*Brief*.
Please work out the number of lines in the following material that include "pixels", and reply with only that number.

*The data*.
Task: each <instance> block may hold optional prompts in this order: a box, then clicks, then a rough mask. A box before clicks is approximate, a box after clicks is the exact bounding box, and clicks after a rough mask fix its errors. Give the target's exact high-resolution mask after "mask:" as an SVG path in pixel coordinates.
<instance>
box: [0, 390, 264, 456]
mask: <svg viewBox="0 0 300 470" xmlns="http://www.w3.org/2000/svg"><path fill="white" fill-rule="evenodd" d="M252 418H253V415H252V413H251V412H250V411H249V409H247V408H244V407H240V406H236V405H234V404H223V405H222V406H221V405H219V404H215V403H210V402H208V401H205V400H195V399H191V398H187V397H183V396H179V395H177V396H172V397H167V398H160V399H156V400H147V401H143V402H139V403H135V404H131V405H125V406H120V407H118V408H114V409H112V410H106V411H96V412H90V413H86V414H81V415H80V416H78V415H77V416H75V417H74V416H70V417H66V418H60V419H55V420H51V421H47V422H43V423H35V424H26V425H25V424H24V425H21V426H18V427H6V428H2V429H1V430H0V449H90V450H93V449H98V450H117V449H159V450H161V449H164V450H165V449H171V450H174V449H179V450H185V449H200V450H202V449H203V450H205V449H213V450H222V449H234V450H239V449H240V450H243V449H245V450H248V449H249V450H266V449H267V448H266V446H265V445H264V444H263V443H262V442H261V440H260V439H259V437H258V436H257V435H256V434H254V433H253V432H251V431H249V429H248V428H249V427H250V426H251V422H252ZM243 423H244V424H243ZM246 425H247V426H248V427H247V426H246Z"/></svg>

---

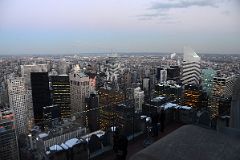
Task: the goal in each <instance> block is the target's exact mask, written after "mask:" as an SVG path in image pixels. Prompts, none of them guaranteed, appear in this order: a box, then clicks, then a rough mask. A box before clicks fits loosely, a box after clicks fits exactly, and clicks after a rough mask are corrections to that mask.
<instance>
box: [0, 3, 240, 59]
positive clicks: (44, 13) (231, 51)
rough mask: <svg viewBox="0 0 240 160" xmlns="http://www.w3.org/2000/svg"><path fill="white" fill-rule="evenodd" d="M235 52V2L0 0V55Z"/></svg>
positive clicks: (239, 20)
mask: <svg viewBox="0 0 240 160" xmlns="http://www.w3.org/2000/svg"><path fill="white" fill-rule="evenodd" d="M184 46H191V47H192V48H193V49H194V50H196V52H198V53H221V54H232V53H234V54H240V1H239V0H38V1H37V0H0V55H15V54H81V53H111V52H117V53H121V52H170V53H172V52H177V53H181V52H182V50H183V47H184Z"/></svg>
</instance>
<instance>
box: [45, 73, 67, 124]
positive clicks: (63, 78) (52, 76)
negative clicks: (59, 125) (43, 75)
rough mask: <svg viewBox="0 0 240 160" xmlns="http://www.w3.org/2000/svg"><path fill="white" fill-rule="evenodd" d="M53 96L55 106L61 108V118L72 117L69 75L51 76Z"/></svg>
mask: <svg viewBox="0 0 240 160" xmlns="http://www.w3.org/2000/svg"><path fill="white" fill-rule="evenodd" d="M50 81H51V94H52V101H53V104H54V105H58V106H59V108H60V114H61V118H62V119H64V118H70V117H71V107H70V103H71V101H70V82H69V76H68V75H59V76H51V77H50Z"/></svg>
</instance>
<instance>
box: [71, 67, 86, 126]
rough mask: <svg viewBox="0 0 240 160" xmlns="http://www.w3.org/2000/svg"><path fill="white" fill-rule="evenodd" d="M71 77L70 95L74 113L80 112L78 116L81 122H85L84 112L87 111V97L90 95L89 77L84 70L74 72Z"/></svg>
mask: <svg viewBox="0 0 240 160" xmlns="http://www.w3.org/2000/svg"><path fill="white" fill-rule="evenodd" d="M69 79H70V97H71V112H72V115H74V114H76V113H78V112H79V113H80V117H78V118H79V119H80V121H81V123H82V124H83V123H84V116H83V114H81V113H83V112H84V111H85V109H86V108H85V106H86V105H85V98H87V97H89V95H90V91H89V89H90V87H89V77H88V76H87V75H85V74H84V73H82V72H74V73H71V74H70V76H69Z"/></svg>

---

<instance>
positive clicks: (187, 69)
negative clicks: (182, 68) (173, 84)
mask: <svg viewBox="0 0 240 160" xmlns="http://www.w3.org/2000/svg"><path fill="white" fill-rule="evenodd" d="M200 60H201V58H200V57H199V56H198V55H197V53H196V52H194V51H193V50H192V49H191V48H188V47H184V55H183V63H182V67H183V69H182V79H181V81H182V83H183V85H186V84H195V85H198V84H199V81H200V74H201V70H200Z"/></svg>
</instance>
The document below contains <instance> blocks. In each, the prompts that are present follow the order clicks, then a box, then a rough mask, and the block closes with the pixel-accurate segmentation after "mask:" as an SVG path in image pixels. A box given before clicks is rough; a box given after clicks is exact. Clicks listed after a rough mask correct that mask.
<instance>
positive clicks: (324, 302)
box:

*The completed task*.
2